• Yapılacaklar:
• a. Film yazısının ilk cümlesinde sözü edilen düşüşlerin hepsini sıralayın.
• b. Film yazısında "The Fall (Düşüş), dublörlük" sözlerinden "ile başarmayı planlar." sözlerine kadar olan her şeyi aynen kopyalayın.

• Kaynak:

------------------------------------------------------------

The Fall (Düşüş), dublörlük yaparken “düşüp” felç olan ve sevgilisini kaybettiği için ruhsal bir düşüş de yaşayıp, kaldırıldığı hastanede, portakal ağacından “düşen” 5 yaşındaki Alexendria ile tanışan Roy’un hikayesidir.
Film, erken çocukluk çağındaki çocuklarla çalışan profesyonelleri ise bu ilişkinin içinde aktığı hikaye nedeniyle ilgilendiriyor. Roy, intihar eğilimlidir ve Alexandria’yı intiharı içi gerekli olan ilaçları kendisine getirmesi için kullanır. Bunu, ise Alexandria’nın da içinde yer aldığı fevkalade çekici bir masal ile başarmayı planlar.
Roy’un anlattığı masal bir çocuk için olağanüstü çekicilikte detaylarla doludur ve kurgu Alexandria’yı masal ve gerçek arasında savurur. Filmin gerçek hayatı anlatan sekanslarında, sahneleri önce Alexandria sahnenin içindeyken, kısa süre sonra ise onun gözünden izliyoruz. Bu “çocuk aklına geçiş” aslında çocuğun zihin dünyasına ilişkin çok tatlı bir ipucu veriyor bize. Çocuk gerçek olandan hayal olana, bir tül perdenin arkasına elini atar gibi geçebiliyor. Bu yetenek bir tek çocuklara, daha doğrusu erken çocukluk çağı çocuklarına mahsus. Bir de delilere !

------------------------------------------------------------

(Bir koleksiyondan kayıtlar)
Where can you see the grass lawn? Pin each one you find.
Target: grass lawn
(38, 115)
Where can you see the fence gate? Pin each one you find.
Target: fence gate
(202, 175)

------------------------------------------------------------

• Sıralı Çıktılar:
• a.
- Roy'un dublörlük yaparken düşüp felç olması
- Roy'un sevgilisini kaybettiği için yaşadığı ruhsal düşüş
- 5 yaşındaki Alexendria'nın portakal ağacından düşmesi

• b.
The Fall (Düşüş), dublörlük yaparken “düşüp” felç olan ve sevgilisini kaybettiği için ruhsal bir düşüş de yaşayıp, kaldırıldığı hastanede, portakal ağacından “düşen” 5 yaşındaki Alexendria ile tanışan Roy’un hikayesidir.
Film, erken çocukluk çağındaki çocuklarla çalışan profesyonelleri ise bu ilişkinin içinde aktığı hikaye nedeniyle ilgilendiriyor. Roy, intihar eğilimlidir ve Alexandria’yı intiharı içi gerekli olan ilaçları kendisine getirmesi için kullanır. Bunu, ise Alexandria’nın da içinde yer aldığı fevkalade çekici bir masal ile başarmayı planlar.